Source passage
--- Begin ---
Platform: SageMaker ✅

im having this issue as well

I had this issue too and I think I resolved it by running these steps from the “Start notebook” lifecycle configuration script directly in the terminal available from the notebook instance (very bottom option in the New dropdown) - the version I have has the pytorch updates commented out which is likely the source of the error

source /home/ec2-user/anaconda3/bin/activate pytorch_p36
python -m ipykernel install --name ‘fastai’ --display-name ‘Python 3’ --user
conda install -y pytorch torchvision -c pytorch
conda install -y fastai -c fastai
source /home/ec2-user/anaconda3/bin/activate JupyterSystemEnv
pip install jupyter_contrib_nbextensions
jupyter contrib nbextensions install --user
pkill -f jupyter-notebook

oh my goodness thank you so much. This fixed the issue

Hello, im trying to deploy a Fastai model on Sagemaker and seeing this error in cloudwatch
sagemaker_containers._errors.InstallModuleError: InstallModuleError

Traceback (most recent call last):
  File "/usr/local/lib/python3.6/dist-packages/gunicorn/workers/base_async.py", line 56, in handle
    self.handle_request(listener_name, req, client, addr)
--- End ---
Provided data
--- Begin ---
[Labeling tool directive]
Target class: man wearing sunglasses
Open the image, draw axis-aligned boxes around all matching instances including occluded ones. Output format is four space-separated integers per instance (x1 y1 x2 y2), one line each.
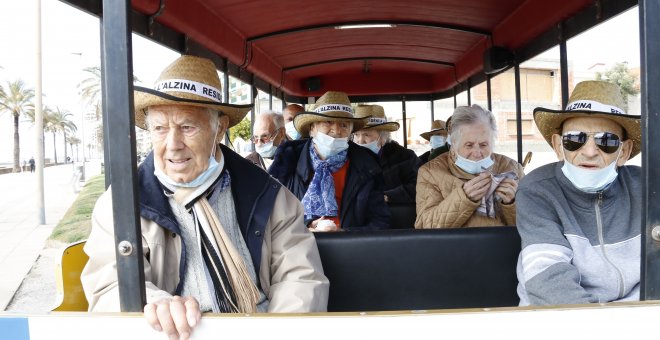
516 81 641 305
--- End ---
Stated goal 1
Extract the stretch of the SageMaker thread from "Traceback (most recent" through "req, client, addr)".
Stated goal 2
According to the SageMaker thread, where is the terminal on the notebook instance found?
The material is separate from the SageMaker thread.

Full output 1
Traceback (most recent call last):
  File "/usr/local/lib/python3.6/dist-packages/gunicorn/workers/base_async.py", line 56, in handle
    self.handle_request(listener_name, req, client, addr)

Full output 2
It is the very bottom option in the New dropdown.